Tout le chagrin de Marat, c’est qu’on ne suive pas encore la même méthode à l’égard de l’Assemblée nationale. Il assure, le 21 octobre 1790, que si, de temps à autre, on promenait quelques têtes autour de l’Assemblée, la constitution eût été bientôt et faite et parfaite. Mieux encore vaudrait, selon lui, si ces têtes étaient prises dans l’Assemblée même. Le 22 septembre, le 15 novembre et dans d’autres occasions, il prie instamment le peuple d’emplir ses poches de cailloux et de lapider, dans la salle, les députés infidèles[1]. Il insiste, le 24 novembre, pour que ses chers camarades courent à l’Assemblée toutes les fois que Marat, leur incorruptible ami, leur en donnera le conseil.

## Énoncé écrit
Traduisez en anglais cette phrase du passage sur Marat : « Mieux encore vaudrait, selon lui, si ces têtes étaient prises dans l’Assemblée même. » Les données ci-après forment un matériau distinct du passage sur Marat.

## Données disponibles
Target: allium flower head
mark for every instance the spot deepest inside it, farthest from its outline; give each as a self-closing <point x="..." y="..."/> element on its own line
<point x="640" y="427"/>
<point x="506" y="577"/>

## Réponse attendue
Better still, in his view, would be if these heads were taken from within the Assembly itself.